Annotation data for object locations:
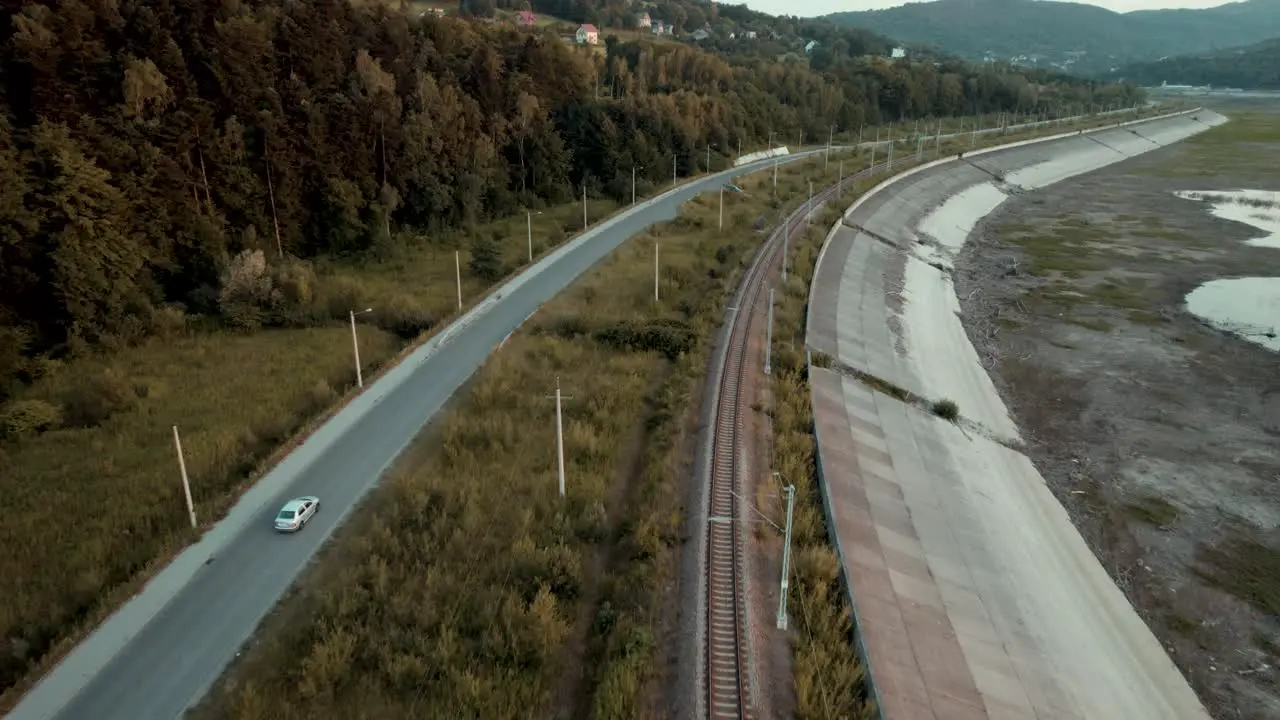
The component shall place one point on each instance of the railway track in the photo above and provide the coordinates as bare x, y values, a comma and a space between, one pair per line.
728, 691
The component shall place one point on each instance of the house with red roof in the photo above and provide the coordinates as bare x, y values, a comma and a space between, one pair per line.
586, 35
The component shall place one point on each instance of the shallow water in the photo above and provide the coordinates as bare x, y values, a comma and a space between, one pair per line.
1246, 306
1257, 208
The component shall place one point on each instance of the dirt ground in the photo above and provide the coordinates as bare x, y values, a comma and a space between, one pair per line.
1159, 434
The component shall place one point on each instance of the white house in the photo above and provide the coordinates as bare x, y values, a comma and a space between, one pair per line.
586, 35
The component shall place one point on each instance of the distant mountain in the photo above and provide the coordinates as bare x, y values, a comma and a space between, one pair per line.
1256, 67
1079, 39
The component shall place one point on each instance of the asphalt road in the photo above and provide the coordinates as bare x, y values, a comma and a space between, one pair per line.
179, 652
164, 650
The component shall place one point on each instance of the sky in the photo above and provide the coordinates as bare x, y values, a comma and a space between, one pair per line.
809, 8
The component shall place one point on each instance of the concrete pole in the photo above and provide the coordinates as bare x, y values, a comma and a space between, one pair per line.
186, 483
786, 238
656, 270
871, 168
457, 274
786, 560
768, 338
560, 437
355, 347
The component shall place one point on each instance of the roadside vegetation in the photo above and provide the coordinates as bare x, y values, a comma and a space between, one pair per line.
830, 679
280, 341
467, 587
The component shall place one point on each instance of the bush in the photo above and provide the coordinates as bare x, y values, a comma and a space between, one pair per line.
405, 317
100, 397
341, 295
946, 409
485, 258
26, 417
668, 337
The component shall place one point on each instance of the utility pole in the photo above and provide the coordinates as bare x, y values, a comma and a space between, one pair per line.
656, 270
457, 274
529, 233
768, 338
786, 560
891, 150
560, 437
786, 238
355, 345
186, 483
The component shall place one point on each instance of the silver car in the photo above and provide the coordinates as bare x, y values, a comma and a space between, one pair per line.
296, 513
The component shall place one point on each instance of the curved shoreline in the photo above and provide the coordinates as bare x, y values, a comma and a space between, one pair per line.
973, 589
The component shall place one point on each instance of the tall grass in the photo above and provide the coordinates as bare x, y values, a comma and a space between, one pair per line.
240, 397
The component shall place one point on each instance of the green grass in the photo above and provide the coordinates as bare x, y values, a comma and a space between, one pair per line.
471, 588
241, 397
1153, 510
1244, 568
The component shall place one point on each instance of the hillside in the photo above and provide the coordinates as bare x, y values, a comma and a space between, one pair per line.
1256, 67
1072, 36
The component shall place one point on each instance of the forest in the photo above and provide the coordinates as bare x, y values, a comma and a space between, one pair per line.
145, 144
1256, 67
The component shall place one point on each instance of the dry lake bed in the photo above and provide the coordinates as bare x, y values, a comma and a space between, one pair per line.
1129, 319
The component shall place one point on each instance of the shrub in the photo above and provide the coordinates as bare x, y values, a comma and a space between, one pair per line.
946, 409
100, 397
668, 337
168, 322
405, 317
24, 417
341, 295
485, 258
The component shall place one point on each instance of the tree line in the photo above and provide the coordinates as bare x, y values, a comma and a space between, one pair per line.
146, 144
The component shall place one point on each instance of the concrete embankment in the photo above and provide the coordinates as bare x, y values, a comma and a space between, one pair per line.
974, 595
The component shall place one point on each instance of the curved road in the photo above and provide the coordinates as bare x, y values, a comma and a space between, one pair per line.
159, 654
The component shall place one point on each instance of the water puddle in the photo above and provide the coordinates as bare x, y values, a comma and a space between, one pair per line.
1257, 208
1244, 306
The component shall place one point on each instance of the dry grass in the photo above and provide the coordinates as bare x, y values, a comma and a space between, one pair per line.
238, 399
469, 588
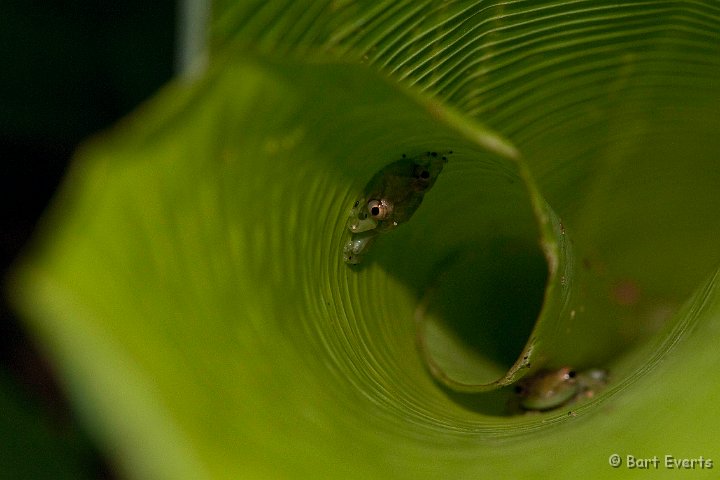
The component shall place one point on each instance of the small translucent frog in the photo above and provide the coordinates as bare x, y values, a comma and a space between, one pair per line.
549, 389
390, 198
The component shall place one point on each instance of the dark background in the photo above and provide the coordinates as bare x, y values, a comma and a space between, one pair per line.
68, 69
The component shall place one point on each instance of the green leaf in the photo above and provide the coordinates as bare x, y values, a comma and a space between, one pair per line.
189, 280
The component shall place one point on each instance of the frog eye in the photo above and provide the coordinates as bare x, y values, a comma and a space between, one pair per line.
379, 209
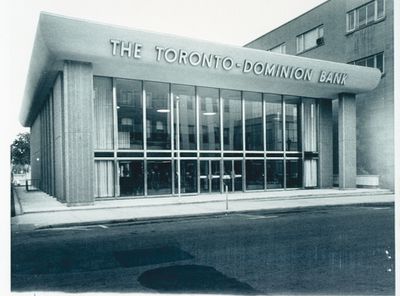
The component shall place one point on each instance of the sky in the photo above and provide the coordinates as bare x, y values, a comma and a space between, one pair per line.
231, 22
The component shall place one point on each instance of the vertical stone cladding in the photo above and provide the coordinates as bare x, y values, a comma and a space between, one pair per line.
78, 132
347, 141
325, 144
58, 135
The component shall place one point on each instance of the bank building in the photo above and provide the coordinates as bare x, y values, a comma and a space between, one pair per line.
120, 113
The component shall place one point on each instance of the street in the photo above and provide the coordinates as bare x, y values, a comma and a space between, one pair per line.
320, 250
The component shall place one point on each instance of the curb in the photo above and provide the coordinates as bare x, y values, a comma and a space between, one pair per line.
272, 198
150, 220
17, 202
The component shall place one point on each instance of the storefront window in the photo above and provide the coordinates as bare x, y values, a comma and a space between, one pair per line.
103, 113
274, 122
130, 114
159, 179
158, 114
232, 120
131, 178
188, 176
280, 115
293, 173
274, 173
185, 100
209, 116
253, 121
292, 123
254, 174
104, 178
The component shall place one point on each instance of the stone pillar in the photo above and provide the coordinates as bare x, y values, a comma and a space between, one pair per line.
78, 133
347, 141
325, 144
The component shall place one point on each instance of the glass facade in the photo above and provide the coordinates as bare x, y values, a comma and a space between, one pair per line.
155, 139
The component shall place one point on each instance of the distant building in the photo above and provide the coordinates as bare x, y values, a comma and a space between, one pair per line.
117, 112
358, 32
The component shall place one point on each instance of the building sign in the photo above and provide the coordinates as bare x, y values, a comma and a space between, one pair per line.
212, 61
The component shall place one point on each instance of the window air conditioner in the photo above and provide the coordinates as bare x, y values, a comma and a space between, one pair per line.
320, 41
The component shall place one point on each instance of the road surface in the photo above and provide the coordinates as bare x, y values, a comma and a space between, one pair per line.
324, 250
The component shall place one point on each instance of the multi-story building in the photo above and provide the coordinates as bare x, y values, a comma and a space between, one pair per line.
356, 32
118, 112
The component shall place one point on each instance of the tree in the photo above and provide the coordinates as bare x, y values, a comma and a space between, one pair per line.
20, 150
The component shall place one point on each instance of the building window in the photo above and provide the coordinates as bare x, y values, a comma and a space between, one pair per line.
209, 118
184, 97
281, 48
365, 15
253, 121
158, 115
130, 114
232, 119
310, 39
292, 121
374, 61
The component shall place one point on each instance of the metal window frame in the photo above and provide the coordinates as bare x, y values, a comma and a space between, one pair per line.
175, 157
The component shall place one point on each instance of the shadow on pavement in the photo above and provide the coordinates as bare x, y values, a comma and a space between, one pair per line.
192, 279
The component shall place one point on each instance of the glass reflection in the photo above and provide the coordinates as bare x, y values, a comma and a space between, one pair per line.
253, 121
274, 122
232, 119
158, 115
292, 110
274, 174
209, 119
159, 179
254, 174
293, 173
131, 177
130, 114
184, 99
188, 176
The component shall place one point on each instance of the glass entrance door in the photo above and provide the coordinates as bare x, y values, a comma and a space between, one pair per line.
210, 176
131, 177
233, 175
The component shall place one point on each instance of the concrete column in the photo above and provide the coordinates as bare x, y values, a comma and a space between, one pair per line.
78, 133
347, 141
325, 144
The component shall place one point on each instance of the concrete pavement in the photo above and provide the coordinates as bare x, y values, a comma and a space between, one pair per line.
37, 210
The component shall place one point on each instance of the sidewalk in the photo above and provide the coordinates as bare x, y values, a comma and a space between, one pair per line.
39, 210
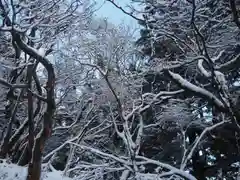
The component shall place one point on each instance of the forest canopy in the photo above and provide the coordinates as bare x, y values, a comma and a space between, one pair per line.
85, 99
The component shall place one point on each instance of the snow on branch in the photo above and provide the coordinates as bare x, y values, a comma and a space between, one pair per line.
12, 86
231, 64
197, 90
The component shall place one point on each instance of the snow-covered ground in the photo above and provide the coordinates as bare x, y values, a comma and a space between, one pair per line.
15, 172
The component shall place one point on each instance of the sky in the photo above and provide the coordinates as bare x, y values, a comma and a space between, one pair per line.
113, 14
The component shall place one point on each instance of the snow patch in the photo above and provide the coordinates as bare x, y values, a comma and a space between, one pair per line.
15, 172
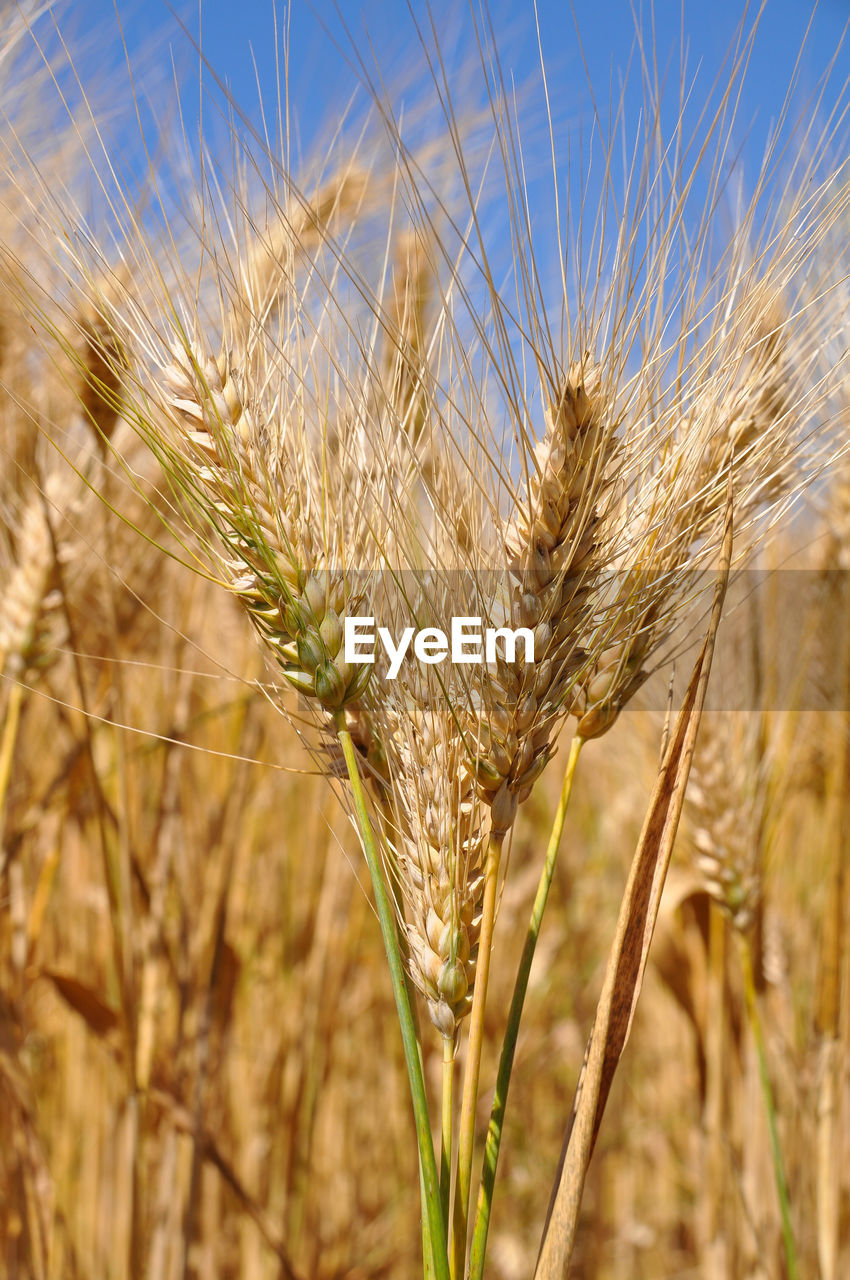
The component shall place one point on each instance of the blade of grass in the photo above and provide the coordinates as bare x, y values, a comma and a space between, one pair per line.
387, 919
508, 1046
469, 1104
629, 955
769, 1109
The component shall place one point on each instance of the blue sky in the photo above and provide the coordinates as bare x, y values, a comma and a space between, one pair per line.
240, 36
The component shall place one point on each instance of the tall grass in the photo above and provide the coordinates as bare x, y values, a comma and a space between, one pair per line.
282, 403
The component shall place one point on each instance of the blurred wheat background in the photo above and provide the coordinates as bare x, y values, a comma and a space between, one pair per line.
200, 1070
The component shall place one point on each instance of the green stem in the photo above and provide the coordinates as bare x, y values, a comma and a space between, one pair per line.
769, 1109
428, 1164
469, 1104
9, 737
448, 1123
508, 1046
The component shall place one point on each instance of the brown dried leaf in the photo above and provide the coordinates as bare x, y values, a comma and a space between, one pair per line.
627, 960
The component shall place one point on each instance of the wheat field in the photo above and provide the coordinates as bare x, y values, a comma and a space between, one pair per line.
272, 914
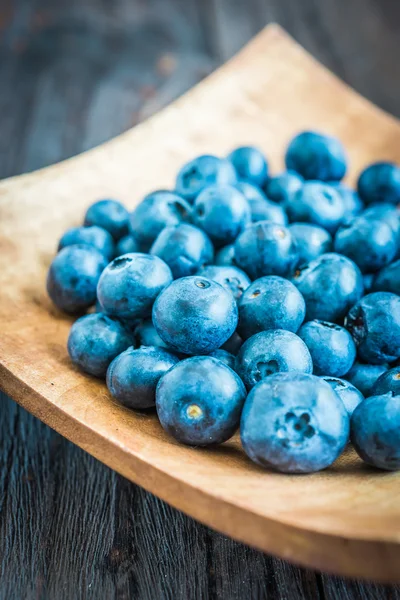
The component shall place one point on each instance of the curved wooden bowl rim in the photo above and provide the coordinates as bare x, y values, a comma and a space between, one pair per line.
346, 519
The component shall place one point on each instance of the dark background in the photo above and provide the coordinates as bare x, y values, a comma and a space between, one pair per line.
74, 73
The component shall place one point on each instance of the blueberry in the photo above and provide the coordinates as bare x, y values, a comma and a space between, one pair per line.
380, 182
158, 210
184, 248
375, 431
364, 376
222, 212
130, 284
371, 244
111, 215
251, 191
388, 279
231, 278
311, 241
261, 208
199, 401
331, 284
374, 323
294, 423
250, 165
349, 395
368, 279
95, 340
233, 344
332, 348
270, 352
132, 376
73, 276
126, 245
353, 204
316, 156
387, 382
265, 248
201, 172
94, 236
226, 357
281, 187
270, 303
387, 213
225, 256
146, 335
264, 210
195, 315
317, 203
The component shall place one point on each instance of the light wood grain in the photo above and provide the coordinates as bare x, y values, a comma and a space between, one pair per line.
344, 520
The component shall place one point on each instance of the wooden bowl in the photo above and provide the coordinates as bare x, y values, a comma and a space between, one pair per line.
346, 519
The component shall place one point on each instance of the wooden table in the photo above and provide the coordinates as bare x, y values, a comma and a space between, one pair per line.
72, 75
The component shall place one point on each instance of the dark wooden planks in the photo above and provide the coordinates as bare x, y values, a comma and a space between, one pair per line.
72, 74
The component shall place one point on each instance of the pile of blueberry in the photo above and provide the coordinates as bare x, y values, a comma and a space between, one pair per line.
241, 299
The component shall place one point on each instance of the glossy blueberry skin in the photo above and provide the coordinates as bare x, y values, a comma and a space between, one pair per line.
353, 205
375, 431
201, 172
349, 395
270, 352
332, 348
368, 279
282, 187
222, 212
388, 279
331, 284
199, 401
132, 377
261, 208
294, 423
110, 215
311, 241
185, 248
126, 245
380, 182
270, 303
371, 244
225, 256
251, 191
195, 315
129, 285
389, 214
316, 203
316, 156
265, 248
146, 335
94, 236
73, 276
387, 382
250, 165
374, 323
226, 357
234, 344
95, 340
232, 279
364, 376
158, 210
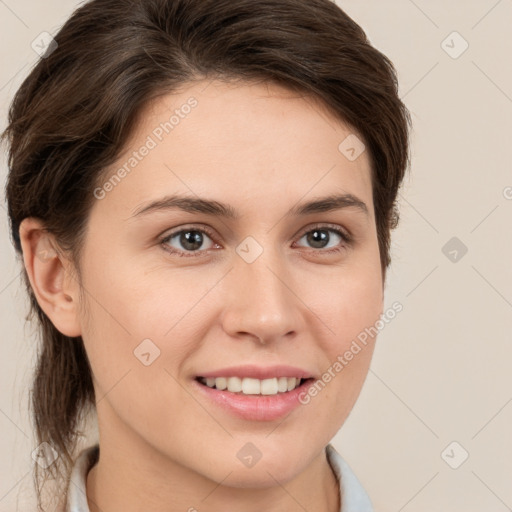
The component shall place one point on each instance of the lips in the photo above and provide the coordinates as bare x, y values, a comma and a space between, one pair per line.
259, 372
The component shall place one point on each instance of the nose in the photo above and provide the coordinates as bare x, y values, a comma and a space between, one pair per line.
261, 300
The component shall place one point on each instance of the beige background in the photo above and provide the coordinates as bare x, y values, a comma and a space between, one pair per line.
442, 368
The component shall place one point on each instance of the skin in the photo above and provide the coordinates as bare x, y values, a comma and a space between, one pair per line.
260, 149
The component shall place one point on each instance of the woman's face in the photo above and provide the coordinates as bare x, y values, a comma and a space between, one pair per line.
203, 255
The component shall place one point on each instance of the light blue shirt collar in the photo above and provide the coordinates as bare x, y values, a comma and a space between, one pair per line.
354, 496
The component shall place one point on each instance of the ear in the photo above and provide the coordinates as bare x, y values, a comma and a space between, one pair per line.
50, 275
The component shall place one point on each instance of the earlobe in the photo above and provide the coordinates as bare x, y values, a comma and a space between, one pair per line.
48, 270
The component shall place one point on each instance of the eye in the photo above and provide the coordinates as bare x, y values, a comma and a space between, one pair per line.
321, 237
189, 240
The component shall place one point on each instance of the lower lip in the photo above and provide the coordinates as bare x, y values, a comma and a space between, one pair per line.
256, 407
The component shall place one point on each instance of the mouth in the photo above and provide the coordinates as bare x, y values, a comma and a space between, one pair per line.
248, 386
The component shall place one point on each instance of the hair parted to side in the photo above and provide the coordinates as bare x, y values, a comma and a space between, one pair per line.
73, 114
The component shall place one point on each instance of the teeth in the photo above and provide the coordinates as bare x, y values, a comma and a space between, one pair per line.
249, 386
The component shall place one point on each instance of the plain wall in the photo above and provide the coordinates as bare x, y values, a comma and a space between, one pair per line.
441, 369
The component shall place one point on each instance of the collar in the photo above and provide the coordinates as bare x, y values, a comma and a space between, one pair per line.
354, 496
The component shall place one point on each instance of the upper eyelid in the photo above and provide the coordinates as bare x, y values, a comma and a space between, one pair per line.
210, 232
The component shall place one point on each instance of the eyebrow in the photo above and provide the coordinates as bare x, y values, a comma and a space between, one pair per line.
218, 209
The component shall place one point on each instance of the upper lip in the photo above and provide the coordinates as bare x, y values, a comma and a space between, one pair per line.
259, 372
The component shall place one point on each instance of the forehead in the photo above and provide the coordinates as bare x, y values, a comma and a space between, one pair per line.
241, 141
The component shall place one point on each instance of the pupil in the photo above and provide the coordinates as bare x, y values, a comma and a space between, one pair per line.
191, 240
318, 238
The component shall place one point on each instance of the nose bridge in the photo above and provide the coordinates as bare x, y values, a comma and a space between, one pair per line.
261, 301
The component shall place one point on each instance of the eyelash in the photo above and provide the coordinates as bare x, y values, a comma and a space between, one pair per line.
347, 240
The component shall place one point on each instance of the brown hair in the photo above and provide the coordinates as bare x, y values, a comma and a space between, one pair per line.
75, 111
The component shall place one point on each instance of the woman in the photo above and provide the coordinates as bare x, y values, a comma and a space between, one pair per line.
202, 194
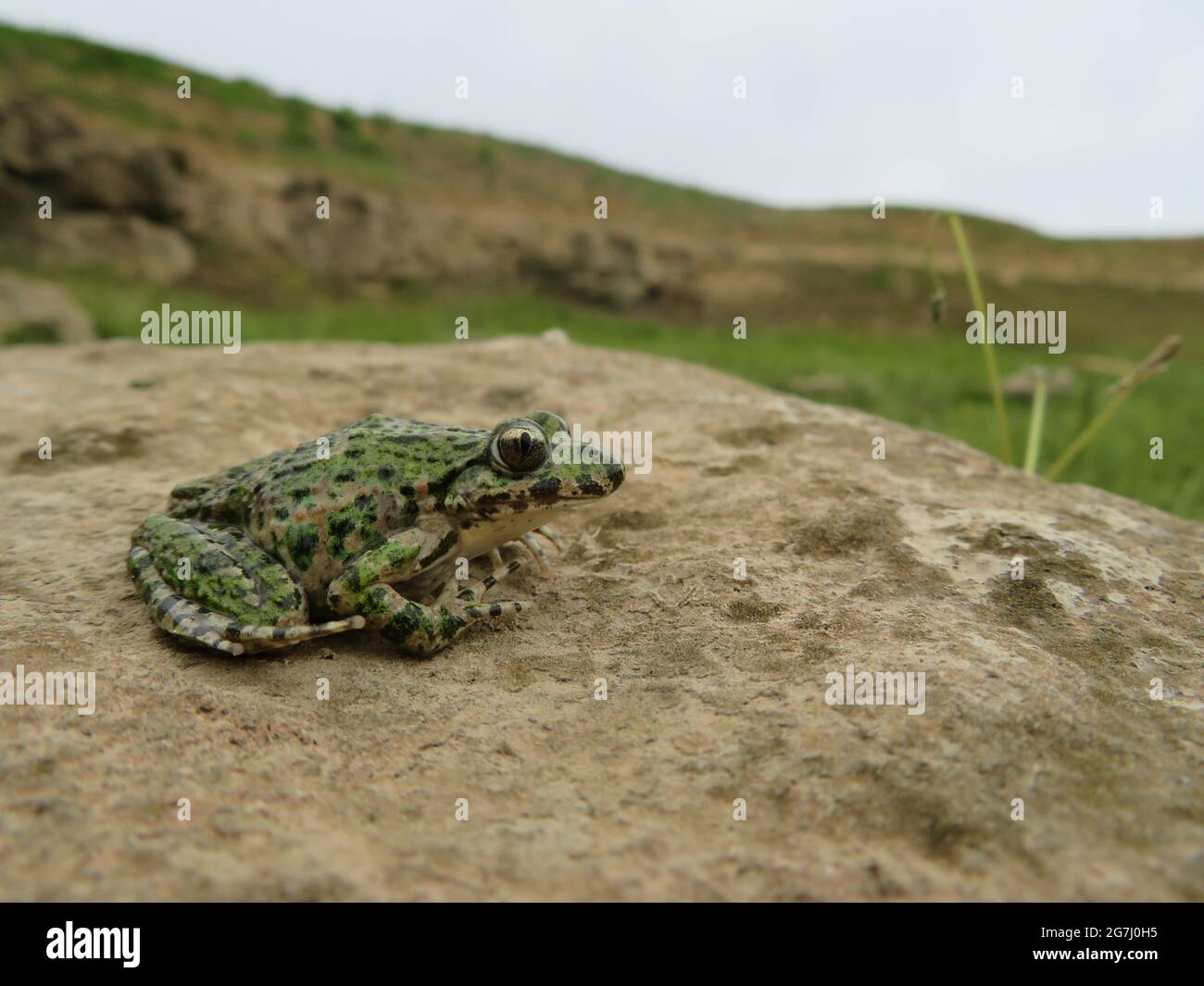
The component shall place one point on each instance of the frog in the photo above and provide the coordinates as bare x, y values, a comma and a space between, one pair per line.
372, 525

# SET PROBLEM
Return verbatim the lines from the one containing "of the forehead" through the final line, including both ends, and omit the pictures from the answer.

# TASK ANSWER
The component shall place one point on each instance of the forehead in the photo above and provide the coordinates as bare x, y values, a comma and a space between, one pair per line.
241, 141
The component shall place one point on each instance of the pupil in the photo above and provide the coordinates as bare x, y values, a comma and a space between, one pair per line.
191, 240
318, 238
The component shall place one point on each instance of the nose bridge in the photo above and provide the coordinates as bare x, y values, a comma and a space between, one pair per line.
261, 301
The component shall place one point on each instance of the eyelash in the photo above and provide the coordinates as bare x, y values, a comma and a space between, one pair per line.
347, 240
The component shall place one point on each instance of the brown hair in the photo above and provide the coordinates as bare x, y values, a comma and a space between, one pair per line.
75, 111
The component shall place one point on each instance of the woman in the photo above and provide the coordinates as bare x, y values, a comma and a space between, one pair per line.
202, 194
The component shall place one point on each instance of the frog in the photo above and provide the coordinates as bare x, y values, a comma and a space between, one pair per line.
372, 525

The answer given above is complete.